Items stored from a collection
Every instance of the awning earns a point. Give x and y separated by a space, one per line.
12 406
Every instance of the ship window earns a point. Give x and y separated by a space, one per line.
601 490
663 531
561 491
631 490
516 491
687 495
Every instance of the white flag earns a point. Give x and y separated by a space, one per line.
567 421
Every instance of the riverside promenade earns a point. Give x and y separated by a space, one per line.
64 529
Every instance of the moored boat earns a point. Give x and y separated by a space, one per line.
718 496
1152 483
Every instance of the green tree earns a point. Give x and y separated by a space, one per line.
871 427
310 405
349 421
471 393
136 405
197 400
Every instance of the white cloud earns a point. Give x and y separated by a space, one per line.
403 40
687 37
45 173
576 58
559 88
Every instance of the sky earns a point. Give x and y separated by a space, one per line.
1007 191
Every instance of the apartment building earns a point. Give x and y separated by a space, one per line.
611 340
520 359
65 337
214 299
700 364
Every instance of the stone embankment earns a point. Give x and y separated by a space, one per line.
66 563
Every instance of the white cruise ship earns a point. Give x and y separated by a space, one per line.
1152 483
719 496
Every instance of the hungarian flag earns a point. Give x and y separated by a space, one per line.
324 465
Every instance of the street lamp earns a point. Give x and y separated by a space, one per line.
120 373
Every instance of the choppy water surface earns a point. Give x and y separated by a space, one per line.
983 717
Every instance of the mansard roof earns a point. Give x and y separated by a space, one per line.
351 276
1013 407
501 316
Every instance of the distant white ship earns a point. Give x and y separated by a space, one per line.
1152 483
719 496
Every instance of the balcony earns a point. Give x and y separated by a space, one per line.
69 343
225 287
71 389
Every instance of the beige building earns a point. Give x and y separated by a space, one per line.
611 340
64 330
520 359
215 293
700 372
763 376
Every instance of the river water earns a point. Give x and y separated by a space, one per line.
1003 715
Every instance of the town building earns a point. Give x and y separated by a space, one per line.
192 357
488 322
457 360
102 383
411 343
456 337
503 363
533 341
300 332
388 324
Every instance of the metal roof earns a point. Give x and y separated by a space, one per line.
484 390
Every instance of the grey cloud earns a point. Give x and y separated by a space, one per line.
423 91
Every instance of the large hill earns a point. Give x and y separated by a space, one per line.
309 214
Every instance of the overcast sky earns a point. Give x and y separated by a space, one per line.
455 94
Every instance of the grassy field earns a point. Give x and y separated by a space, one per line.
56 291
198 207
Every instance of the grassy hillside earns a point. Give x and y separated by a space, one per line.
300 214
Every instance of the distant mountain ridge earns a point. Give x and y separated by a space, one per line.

▶ [Objective]
Edit the records above, putting "receives a point" in place of every "earns a point" and leaving everything else untouched.

▶ [Finished exercise]
Every instance of the awning receives a point. Give x and y separated by a space, one per line.
12 406
Every instance of the ship window receives a point. Give x and y separated by a space, one per line.
601 490
663 531
561 491
631 490
516 491
687 495
Every instance of the white flag receives a point. Give x and y separated by a space, one per line.
567 421
Every instance of the riverside promenade receives a point. Give x and y separated by a space, one per line.
64 529
Every instance of the moored boat receives a point. Give x and y separated by a space, one per line.
718 496
1152 483
Every instance of the green tree receives a point. Give x and y separated by a space, one per line.
871 427
310 405
349 421
471 393
136 405
197 400
Every instance of the white cloud receives a point. Give x and y separated by a space, one per line.
403 40
687 37
45 173
576 58
559 88
Every instance of the sky receives a point. Give x and y separated by a space, one per line.
1007 191
Every instance of the apartment building receives a point. Give x and y separated by a space, one per line.
611 340
520 359
65 337
214 299
700 364
Every instance of the stone embankment receives a point. Give x and y separated by a space, one per line.
66 563
Every instance of the white cruise ship receives a point. Give x and y separated by a space, one per line.
1152 483
719 496
Every instance of the hungarian flag receives a point. Give x and y separated by a space, one per line.
324 465
Every instance of the street lamp receives a point. Give x and y separated by a space, one per line.
120 373
Every instance of the choppy water surface receives a point. Give x and y separated by a space, one per line.
983 717
Every instance of the mansard roof receives a point. Give x and y separated by a space, one per line.
351 276
1013 407
501 316
Every instance of the distant white ship receives a point. Give x and y separated by a space, one per line.
1152 483
719 496
Every instance of the balcony receives a point. Give x and y separated by a space, one per line.
69 343
225 287
71 389
Every instance of the beige building receives a point. Give x and y separated by a space, one per line.
611 340
64 330
520 359
215 293
700 372
763 376
Every instance of the river water receives a point. Give x and y separated by a space, one per line.
1003 715
Every instance of the town building receives a point. Give x and y separated by a space, one per line.
192 357
488 322
457 360
102 383
411 343
456 337
503 363
533 341
300 332
388 324
Every instance of the metal roof receives a point. Give x and y separated by a space, one per line.
484 390
Every instance of the grey cloud receives a point. Give x and y separated by a space, one per line.
423 91
Every instance of the large hill receives a point. Give x and y separated by a space, one per line.
309 214
Every instance of the overcast sky receives a point. Give x and y separated by a space, one per line.
455 94
Every instance of the grassy field receives a point. Give x and y separated by a space, one per line.
56 291
198 207
Every instance of the grassy hillside receives a point. Give x and y separated by a space, one per line.
300 214
Every instance of the distant mountain ridge receives a point. Give x and y separated by a space, one per line.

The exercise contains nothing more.